▶ Task prompt:
Pull out each line of the rows below that contains the string "tree", matching case exactly.

▶ Records shown:

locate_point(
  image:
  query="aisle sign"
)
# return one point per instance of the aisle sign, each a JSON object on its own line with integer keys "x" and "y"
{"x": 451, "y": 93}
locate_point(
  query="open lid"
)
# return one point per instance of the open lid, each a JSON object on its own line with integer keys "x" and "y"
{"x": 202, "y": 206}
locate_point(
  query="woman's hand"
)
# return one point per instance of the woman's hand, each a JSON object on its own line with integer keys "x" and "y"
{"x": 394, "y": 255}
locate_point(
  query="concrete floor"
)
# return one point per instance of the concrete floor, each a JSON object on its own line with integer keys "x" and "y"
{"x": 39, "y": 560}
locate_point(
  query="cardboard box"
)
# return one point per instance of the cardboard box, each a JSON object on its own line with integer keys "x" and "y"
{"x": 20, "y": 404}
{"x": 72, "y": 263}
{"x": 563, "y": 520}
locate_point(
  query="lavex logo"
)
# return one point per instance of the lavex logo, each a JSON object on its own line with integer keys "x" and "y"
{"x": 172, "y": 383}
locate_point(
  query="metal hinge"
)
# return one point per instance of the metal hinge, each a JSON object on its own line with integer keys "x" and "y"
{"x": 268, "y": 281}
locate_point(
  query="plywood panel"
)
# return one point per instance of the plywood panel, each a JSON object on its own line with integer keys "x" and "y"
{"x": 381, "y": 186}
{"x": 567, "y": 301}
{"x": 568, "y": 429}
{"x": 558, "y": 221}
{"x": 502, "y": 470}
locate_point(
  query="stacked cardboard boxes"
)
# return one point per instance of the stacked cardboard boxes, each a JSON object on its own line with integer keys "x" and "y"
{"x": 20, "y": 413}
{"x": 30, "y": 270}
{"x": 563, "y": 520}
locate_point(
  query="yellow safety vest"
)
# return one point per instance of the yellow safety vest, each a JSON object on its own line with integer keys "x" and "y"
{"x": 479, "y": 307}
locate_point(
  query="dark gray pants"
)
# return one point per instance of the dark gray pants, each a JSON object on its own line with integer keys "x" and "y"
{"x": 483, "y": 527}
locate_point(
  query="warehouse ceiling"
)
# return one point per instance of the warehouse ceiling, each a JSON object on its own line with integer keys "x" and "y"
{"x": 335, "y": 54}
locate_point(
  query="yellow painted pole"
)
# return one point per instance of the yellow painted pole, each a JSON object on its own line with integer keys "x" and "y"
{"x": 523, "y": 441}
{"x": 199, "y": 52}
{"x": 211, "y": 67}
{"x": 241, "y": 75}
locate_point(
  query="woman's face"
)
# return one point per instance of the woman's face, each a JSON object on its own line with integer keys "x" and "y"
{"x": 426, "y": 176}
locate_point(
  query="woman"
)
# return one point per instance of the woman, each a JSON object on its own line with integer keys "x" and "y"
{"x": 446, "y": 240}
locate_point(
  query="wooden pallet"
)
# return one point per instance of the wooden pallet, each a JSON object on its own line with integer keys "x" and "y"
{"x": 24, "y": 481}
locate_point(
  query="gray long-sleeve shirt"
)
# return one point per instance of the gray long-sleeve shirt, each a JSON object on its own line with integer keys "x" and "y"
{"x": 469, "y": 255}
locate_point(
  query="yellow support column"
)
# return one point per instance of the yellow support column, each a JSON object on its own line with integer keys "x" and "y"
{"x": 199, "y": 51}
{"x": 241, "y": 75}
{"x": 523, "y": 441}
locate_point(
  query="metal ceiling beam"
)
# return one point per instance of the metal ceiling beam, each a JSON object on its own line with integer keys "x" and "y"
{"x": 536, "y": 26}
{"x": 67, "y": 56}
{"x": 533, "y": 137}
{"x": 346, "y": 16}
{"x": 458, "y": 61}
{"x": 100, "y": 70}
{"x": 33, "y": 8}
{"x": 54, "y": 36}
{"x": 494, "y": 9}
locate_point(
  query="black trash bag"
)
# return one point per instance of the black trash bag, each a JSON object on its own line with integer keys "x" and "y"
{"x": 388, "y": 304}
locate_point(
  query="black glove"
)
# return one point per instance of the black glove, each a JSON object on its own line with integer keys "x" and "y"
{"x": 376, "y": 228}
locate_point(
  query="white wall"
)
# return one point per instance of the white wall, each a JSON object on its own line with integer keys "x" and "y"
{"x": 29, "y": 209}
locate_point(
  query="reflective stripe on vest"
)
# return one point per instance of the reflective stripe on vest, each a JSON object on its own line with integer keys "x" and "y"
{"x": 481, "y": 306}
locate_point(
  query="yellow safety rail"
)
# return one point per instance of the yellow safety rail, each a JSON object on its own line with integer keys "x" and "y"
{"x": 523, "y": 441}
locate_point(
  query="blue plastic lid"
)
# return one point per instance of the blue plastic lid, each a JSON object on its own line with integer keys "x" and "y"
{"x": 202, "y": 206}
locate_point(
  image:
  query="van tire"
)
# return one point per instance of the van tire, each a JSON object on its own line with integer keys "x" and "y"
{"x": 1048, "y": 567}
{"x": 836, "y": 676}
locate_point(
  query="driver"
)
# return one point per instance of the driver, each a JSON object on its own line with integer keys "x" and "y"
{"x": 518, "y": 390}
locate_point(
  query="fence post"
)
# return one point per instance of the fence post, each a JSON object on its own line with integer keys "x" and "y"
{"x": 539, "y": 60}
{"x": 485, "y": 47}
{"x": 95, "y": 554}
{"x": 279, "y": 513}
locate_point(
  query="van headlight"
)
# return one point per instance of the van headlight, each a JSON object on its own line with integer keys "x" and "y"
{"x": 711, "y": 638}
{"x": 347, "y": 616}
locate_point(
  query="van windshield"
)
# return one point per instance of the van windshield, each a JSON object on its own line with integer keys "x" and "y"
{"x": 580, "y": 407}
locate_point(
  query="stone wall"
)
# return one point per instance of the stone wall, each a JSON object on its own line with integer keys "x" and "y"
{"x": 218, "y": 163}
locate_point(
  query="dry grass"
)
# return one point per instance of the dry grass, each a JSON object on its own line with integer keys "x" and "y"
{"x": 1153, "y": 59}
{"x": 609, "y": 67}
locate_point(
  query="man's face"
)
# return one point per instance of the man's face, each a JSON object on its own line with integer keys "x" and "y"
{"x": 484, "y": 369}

* * *

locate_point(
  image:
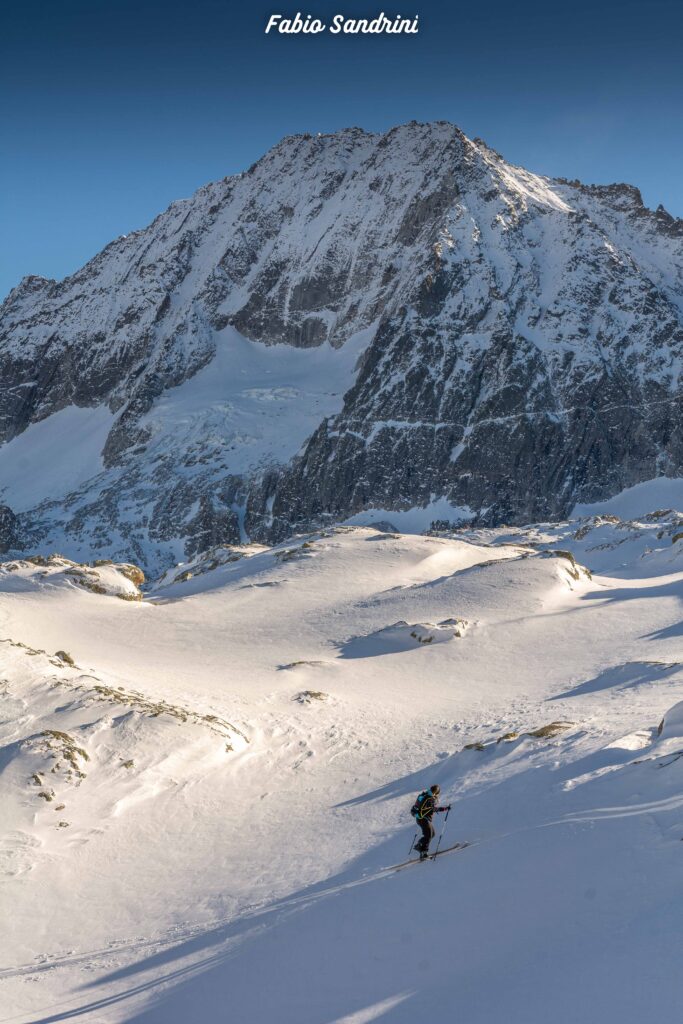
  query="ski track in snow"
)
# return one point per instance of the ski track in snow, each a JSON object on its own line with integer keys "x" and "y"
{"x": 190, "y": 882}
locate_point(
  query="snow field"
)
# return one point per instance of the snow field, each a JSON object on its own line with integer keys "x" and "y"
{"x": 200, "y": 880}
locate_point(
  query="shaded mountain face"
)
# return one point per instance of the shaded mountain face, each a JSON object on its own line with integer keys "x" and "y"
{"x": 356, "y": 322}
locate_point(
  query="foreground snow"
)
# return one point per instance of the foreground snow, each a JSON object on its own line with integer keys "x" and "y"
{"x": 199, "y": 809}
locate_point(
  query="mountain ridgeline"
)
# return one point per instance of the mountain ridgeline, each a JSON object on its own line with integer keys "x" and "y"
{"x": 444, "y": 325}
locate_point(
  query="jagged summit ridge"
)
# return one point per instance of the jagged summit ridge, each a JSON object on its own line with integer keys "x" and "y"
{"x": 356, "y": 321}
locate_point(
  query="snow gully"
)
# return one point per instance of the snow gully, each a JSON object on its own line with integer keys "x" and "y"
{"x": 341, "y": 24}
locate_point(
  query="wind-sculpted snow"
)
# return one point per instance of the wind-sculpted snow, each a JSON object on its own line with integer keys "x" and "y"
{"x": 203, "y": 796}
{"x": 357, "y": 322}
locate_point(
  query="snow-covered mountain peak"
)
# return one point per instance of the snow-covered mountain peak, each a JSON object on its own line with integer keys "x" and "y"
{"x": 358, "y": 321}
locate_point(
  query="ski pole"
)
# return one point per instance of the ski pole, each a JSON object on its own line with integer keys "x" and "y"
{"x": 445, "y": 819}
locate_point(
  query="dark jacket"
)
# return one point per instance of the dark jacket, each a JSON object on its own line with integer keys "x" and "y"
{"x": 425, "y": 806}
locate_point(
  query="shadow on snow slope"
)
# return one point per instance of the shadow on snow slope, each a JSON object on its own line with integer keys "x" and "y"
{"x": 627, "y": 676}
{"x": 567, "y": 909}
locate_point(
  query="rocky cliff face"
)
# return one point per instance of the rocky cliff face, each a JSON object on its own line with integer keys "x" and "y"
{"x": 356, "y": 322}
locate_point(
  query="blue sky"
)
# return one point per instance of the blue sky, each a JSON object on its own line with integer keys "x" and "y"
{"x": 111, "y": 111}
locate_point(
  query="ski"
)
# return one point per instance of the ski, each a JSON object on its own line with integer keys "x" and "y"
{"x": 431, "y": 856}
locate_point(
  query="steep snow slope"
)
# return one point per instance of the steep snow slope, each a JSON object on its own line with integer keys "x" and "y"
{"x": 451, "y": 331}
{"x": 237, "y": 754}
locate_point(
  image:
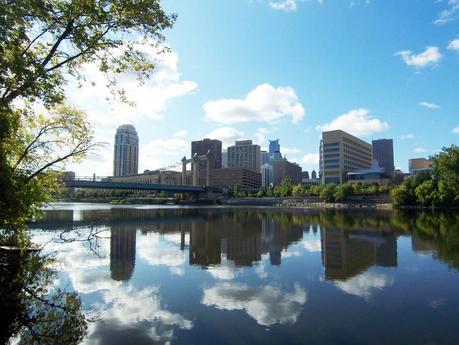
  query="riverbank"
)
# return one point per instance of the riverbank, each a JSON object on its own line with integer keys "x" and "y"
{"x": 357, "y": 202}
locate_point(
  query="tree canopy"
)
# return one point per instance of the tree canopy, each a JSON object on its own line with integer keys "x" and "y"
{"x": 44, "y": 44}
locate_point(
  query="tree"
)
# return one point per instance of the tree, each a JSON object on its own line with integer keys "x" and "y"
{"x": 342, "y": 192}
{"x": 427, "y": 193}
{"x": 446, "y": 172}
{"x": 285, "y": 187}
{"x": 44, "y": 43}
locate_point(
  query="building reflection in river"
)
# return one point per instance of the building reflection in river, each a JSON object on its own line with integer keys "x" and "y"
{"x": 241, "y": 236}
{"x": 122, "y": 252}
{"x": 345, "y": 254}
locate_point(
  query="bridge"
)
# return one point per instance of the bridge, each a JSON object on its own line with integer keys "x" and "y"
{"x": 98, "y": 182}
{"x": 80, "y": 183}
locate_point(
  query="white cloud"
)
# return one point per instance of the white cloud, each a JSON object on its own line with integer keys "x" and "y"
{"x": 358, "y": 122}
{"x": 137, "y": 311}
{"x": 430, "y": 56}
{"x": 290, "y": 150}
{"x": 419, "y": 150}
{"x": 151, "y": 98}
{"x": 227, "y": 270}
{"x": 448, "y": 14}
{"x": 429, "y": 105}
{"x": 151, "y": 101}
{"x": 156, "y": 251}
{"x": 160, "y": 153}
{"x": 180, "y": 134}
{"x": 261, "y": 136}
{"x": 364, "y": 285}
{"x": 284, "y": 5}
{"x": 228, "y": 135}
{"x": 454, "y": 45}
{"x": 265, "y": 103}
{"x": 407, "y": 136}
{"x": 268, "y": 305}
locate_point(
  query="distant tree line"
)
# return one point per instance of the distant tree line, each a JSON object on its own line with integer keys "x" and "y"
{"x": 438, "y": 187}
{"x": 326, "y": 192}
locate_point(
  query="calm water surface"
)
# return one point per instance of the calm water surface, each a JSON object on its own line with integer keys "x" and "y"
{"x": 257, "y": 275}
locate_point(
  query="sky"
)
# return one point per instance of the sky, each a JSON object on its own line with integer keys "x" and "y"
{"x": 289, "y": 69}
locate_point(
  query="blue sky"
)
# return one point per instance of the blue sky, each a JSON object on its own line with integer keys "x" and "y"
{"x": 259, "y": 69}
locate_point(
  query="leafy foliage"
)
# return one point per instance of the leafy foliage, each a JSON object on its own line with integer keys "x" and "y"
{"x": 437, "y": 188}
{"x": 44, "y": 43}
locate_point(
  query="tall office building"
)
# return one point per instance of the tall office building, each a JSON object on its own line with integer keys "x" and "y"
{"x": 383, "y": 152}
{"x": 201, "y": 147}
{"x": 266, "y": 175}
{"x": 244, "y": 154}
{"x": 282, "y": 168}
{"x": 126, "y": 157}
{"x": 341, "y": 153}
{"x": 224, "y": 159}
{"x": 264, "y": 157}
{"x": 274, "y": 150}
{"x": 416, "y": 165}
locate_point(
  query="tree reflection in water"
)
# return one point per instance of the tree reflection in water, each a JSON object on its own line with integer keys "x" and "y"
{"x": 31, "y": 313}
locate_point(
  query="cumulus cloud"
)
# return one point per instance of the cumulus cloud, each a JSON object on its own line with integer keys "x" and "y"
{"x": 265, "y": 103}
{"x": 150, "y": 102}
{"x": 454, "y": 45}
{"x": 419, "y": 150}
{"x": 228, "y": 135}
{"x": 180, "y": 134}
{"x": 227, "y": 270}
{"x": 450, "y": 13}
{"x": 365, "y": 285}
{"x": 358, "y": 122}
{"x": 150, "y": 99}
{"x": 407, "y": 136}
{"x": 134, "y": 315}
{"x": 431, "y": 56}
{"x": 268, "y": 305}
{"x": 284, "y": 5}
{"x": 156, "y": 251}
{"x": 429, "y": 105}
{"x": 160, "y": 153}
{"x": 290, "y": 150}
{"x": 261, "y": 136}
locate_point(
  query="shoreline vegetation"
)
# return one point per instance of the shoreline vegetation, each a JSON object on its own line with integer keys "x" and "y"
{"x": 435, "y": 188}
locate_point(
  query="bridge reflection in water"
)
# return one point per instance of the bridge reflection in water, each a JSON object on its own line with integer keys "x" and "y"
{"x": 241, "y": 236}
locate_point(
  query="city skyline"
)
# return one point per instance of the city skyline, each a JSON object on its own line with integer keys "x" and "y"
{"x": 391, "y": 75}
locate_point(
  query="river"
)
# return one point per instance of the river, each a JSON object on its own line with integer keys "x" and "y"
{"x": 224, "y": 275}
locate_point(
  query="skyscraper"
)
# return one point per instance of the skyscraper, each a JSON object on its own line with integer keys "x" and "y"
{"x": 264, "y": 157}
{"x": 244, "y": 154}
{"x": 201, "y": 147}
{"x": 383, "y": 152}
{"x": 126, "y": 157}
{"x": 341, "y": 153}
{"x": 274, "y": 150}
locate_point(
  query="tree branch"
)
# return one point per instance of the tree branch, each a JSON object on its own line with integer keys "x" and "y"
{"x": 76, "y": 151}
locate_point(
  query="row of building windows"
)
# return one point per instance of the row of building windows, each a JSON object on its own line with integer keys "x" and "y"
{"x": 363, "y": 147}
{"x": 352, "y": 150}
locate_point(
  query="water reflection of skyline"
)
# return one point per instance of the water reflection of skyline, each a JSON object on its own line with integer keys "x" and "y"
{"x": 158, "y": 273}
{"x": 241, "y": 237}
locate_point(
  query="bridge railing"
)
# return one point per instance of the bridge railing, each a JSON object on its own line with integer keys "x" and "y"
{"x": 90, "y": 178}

▶ Full solution:
  query="tree canopy"
# return one point per instance of the tree canopy, each a JSON object on its own line with integer keys "x" and "y"
  query="tree"
# return one point per instance of the tree, each a JSON object on its own line with integer keys "x" and "y"
  query="distant tree line"
# return one point per instance of the distant tree line, each a JSON object on its own line with integer keys "x" and "y"
  query="tree reflection in water"
# return one point per instance of the tree reflection in water, each a JSON object on its own line with integer keys "x" and "y"
  query="tree branch"
# return one point per instance of the tree branch, each a JSON object on its own line with integer keys "x" and "y"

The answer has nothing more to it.